## Start

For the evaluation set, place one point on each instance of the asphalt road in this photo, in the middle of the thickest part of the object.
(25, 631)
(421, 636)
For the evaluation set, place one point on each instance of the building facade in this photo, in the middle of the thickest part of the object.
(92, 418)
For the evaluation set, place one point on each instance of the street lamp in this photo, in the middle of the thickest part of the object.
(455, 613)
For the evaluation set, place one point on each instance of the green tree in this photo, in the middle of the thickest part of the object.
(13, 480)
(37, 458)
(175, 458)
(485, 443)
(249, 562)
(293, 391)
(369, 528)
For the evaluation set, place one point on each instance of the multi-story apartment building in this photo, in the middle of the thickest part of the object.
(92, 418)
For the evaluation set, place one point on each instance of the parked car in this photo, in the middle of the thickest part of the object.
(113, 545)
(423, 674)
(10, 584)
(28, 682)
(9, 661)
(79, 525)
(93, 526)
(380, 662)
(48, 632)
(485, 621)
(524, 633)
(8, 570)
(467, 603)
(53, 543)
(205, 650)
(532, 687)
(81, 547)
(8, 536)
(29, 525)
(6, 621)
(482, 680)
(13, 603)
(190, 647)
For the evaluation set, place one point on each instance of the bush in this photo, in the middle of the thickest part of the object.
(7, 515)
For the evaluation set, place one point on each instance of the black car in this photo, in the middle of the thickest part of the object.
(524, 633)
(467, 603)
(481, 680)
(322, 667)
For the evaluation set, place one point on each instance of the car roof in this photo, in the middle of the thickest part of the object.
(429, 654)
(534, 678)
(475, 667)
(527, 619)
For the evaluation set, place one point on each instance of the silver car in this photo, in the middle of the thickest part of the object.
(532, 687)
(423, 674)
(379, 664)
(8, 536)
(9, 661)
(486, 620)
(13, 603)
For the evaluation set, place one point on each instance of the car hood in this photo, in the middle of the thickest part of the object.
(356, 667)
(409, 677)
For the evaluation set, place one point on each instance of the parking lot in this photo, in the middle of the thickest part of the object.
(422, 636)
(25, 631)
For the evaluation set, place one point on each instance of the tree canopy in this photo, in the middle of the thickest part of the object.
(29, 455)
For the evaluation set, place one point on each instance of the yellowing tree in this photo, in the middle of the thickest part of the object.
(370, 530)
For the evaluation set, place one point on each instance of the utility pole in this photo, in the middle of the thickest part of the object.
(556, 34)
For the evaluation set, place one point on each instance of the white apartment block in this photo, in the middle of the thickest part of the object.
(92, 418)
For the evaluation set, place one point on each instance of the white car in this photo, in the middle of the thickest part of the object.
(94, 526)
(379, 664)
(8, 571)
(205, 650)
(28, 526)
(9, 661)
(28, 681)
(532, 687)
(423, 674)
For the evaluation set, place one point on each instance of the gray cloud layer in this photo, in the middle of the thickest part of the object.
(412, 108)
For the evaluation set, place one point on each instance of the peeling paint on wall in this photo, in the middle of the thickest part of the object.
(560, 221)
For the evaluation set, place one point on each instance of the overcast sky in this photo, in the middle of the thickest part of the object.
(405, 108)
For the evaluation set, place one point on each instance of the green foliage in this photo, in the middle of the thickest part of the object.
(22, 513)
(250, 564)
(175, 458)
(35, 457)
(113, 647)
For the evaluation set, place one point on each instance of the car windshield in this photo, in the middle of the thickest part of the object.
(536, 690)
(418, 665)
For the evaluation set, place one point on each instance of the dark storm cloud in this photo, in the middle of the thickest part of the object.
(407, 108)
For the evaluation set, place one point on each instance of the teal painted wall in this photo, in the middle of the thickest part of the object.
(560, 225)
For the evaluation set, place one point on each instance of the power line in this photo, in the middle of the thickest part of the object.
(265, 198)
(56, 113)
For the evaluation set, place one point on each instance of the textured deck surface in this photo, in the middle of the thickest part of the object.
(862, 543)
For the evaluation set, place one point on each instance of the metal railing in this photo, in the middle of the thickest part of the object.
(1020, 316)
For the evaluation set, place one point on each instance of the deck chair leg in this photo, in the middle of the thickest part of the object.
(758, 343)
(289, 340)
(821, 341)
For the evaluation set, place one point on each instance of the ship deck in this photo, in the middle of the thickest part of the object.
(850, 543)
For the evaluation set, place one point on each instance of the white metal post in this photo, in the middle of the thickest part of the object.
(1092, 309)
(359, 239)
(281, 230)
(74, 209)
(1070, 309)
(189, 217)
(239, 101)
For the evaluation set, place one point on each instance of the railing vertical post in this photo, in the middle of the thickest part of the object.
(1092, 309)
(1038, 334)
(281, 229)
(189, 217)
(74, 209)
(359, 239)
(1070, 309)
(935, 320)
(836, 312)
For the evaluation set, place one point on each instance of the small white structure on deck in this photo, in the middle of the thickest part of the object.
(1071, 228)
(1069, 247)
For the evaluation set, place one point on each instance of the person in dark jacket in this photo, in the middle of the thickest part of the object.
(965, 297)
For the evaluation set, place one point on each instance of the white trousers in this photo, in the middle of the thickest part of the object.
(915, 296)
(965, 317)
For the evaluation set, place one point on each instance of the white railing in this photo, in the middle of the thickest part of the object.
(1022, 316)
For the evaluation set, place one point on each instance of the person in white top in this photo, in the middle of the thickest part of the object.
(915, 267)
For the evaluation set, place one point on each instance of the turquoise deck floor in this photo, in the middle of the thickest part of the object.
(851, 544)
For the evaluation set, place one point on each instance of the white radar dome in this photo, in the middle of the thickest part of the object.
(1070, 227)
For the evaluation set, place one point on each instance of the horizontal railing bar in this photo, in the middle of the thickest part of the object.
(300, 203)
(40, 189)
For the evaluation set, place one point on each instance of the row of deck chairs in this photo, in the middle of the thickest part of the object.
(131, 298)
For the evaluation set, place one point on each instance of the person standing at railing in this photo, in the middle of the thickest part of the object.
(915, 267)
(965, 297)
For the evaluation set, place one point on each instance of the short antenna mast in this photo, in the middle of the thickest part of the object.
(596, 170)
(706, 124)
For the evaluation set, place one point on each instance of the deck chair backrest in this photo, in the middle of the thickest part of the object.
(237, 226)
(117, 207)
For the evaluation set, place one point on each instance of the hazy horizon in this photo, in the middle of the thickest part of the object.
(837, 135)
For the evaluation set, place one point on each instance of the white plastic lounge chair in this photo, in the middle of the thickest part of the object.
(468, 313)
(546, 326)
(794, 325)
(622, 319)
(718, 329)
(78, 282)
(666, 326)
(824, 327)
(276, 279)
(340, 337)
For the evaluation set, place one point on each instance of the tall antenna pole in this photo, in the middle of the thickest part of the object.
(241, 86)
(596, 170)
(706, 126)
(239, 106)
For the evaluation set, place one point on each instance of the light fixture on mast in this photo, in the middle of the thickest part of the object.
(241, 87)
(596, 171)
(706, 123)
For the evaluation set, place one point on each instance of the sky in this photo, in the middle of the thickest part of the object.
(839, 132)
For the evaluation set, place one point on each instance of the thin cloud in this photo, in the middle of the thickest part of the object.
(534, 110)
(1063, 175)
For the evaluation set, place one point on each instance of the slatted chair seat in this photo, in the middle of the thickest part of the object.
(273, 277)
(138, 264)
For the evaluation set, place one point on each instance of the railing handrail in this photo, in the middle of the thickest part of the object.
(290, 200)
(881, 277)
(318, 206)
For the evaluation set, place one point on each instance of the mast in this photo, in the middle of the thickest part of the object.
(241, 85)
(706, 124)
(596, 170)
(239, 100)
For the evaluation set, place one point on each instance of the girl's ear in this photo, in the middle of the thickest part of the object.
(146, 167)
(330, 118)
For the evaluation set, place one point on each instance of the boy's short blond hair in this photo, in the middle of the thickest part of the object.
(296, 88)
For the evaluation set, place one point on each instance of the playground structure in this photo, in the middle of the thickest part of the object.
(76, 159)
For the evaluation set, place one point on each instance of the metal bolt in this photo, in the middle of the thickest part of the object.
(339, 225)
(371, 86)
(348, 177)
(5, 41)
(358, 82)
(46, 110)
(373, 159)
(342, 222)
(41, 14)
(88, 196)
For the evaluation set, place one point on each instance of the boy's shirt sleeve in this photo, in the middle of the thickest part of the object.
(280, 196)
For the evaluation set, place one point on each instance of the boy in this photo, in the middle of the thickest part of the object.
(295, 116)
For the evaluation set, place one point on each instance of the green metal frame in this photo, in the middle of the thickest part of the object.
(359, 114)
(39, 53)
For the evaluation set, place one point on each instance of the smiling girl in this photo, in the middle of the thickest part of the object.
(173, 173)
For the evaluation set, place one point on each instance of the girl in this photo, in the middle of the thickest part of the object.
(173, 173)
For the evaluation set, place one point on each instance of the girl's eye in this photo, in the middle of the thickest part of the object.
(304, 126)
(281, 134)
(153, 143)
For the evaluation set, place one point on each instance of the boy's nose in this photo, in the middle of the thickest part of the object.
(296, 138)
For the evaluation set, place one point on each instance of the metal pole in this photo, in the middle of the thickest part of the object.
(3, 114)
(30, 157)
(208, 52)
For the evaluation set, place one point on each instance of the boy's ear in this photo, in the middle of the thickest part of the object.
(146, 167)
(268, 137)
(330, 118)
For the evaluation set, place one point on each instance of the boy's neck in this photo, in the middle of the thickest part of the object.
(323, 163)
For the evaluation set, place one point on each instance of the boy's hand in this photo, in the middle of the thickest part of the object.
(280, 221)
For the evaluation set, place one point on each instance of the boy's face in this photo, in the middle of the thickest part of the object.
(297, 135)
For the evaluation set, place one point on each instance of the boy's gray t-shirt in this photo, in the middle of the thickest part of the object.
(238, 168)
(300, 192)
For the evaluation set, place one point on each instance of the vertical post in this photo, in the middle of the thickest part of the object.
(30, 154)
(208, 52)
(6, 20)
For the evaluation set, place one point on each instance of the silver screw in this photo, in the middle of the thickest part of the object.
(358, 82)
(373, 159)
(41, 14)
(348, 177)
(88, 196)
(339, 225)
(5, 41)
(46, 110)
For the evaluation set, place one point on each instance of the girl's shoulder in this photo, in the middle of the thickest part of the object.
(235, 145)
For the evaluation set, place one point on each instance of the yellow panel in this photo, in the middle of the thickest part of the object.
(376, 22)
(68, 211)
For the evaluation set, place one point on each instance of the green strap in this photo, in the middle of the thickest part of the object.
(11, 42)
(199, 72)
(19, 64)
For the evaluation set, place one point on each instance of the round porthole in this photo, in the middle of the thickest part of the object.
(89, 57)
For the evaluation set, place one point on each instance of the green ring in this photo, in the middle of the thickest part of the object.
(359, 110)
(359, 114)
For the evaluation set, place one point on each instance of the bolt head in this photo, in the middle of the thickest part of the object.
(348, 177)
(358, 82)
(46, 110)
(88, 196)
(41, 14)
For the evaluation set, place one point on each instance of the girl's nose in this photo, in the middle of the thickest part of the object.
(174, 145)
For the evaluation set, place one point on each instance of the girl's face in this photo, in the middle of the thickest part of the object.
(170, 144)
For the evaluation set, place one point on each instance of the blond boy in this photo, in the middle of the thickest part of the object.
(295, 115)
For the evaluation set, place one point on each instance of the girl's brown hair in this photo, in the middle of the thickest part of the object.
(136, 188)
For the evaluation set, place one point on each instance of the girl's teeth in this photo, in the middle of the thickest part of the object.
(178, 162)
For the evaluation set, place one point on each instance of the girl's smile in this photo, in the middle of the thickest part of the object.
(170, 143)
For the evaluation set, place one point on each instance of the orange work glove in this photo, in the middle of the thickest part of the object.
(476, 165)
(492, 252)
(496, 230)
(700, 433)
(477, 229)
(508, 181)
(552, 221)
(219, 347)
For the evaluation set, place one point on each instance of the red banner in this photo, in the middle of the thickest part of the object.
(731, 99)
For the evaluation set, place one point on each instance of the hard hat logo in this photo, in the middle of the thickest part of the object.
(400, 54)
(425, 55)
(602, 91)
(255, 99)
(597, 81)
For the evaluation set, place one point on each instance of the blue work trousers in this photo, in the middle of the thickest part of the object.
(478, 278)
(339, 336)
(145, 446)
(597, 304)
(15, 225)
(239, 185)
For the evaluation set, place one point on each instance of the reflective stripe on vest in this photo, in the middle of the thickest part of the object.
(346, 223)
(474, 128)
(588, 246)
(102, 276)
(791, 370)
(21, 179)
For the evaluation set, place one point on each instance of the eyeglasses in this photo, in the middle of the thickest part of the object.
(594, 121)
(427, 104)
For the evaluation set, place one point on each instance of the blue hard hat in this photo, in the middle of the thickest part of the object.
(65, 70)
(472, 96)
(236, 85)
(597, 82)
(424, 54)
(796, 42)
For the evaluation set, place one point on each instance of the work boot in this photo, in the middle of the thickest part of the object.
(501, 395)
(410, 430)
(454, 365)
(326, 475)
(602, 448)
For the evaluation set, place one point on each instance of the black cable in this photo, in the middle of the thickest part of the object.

## End

Short problem
Turn the lines above, from the line with "instance of the sky" up to and including the line with "(1063, 175)", into a Markdown table with the columns No. and Text. Number the lines in order, and leave out any blank lines.

Task output
| No. | Text |
|---|---|
| 1 | For the evaluation set, place one point on each instance of the sky in this photo, in the middle of the thickest part of the object. |
| 2 | (839, 132) |
| 3 | For the evaluation set, place one point on each instance of the thin cloud in this photo, in the middle of the thickest part of the object. |
| 4 | (534, 110) |
| 5 | (1063, 175) |